── SELECTED PASSAGE
CHANGE YOUR HABITS, CHANGE YOUR LIFE

Chances are there is some behavior you’d like to change relating to exercise, weight loss, sleep, money, productivity or relationships. “If we change our habits, we change our lives”…claims author Gretchen Rubin in her book Better Than Before, Mastering the Habits of Our Everyday Lives. Rubin, New York Times bestselling author of the Happiness Project, graduated from Yale Law School, clerked for Supreme Court Justice Sandra Day O’Connor, then quit a lucrative career in law to write, it turns out, about happiness. In her second book, she decided to expand her research to delve into habits because she found peoples’ happiness to be closely tied to them.

From informal research with friends and family on changing habits, Rubin was struck by what works for some gets the opposite results, even resistance, with others. She says we all face “outer” expectations (meeting deadlines, etc.) as well as “inner” expectations (exercise regularly, etc.). To describe how people respond to expectations, Rubin developed a framework defining four distinct groups within which most people fall, The Four Tendencies: Upholders, Questioners, Obligers or Rebels with the idea that understanding yourself will help you shape habits and strategies that work for you.

Here’s a brief description of the Tendencies:

  • Upholder – meets BOTH inner and outer expectations, is good at keeping commitments, following a schedule, keeping New Years resolutions
  • Obliger – meets outer expectations but RESISTS inner expectations, will meet obligations to colleagues, family, friends but has difficulty self-motivating and sticking with it without outside accountability
  • Rebel – resists BOTH inner and outer expectations, likes freedom and choice, doesn’t like to follow routines, resists habits but will work towards goals in own, unique way
  • Questioner – meets inner expectations but RESISTS outer expectations, is motivated by reason and logic, may need to do own research before buying in

If you’d like to figure out your own Tendency, take this quiz:

http://www.surveygizmo.com/s3/3163256/Gretchen-Rubin-s-Quiz-The-Four-Tendencies-Fall2016

Better Than Before covers a wide range of topics relating to habits. Here’s a summary of some of the points she makes.
────
── EXTRACTED DATA
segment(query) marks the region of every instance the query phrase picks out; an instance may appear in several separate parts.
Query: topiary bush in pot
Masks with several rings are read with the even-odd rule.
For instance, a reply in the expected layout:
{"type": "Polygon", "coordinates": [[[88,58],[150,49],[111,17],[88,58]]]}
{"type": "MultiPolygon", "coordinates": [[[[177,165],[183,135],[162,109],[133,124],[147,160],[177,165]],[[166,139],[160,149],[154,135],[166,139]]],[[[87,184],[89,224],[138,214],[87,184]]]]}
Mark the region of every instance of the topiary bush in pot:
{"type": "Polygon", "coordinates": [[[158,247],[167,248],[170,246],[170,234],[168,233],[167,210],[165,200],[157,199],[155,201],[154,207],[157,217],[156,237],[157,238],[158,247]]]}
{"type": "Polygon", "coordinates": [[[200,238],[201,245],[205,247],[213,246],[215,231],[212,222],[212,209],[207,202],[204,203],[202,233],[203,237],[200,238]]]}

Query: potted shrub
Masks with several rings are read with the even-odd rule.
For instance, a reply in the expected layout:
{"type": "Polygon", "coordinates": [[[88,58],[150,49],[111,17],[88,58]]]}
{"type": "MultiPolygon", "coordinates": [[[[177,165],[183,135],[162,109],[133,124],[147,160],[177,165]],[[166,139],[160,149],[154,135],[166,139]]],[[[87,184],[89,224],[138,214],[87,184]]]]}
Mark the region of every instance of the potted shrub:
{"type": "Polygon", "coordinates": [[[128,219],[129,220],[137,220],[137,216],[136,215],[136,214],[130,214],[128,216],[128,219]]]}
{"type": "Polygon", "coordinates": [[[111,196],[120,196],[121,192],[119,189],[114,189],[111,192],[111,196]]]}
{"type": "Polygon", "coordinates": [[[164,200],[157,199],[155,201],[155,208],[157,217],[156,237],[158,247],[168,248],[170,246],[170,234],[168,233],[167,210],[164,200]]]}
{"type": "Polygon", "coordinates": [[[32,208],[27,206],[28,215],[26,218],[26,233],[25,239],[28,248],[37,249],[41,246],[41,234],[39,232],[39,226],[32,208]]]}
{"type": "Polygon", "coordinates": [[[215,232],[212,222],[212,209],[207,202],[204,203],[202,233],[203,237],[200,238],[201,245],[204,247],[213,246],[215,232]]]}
────
**DIRECTIVE**
In the text on changing habits, which of the Four Tendencies meets outer expectations but resists inner ones?

**EXERCISE RESPONSE**
Obliger